What the exercise asks: Which lines in the listing below contain the string "bear"? Pick out and copy each of those lines, treating uppercase and lowercase as different.

Listed records:
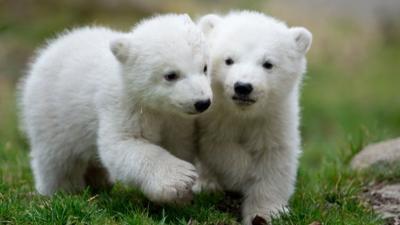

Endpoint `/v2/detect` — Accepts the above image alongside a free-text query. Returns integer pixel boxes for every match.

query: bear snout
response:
[233,81,253,96]
[194,99,211,113]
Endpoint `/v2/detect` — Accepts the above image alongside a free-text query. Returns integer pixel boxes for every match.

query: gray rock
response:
[351,138,400,170]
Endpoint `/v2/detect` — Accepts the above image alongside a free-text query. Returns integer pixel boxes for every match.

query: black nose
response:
[234,82,253,95]
[194,99,211,112]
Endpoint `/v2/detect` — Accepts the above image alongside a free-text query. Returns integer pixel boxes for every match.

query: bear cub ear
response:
[290,27,312,54]
[198,14,222,37]
[110,38,130,63]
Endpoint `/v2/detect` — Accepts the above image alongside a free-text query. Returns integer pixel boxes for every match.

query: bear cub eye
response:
[164,72,179,81]
[263,61,274,70]
[225,58,234,66]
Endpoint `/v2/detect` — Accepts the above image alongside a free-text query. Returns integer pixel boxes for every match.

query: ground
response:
[0,1,400,225]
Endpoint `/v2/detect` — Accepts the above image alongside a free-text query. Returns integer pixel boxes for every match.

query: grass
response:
[0,2,400,225]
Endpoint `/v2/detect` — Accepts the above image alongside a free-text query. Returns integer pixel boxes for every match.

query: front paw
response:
[243,207,289,225]
[192,176,222,193]
[143,156,198,204]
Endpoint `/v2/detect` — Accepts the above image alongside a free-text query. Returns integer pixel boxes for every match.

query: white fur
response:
[195,11,311,225]
[21,14,212,202]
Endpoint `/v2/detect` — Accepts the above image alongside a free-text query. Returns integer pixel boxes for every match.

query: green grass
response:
[0,3,400,225]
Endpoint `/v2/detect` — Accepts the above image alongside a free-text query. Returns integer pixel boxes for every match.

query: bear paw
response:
[143,156,198,204]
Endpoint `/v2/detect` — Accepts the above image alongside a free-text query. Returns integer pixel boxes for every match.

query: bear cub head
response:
[110,14,212,115]
[199,11,312,115]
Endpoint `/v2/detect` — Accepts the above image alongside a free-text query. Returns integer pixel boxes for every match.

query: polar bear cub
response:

Response for this exercise:
query: bear snout
query: bear cub ear
query: bear cub eye
query: bear paw
query: bear cub head
query: polar bear cub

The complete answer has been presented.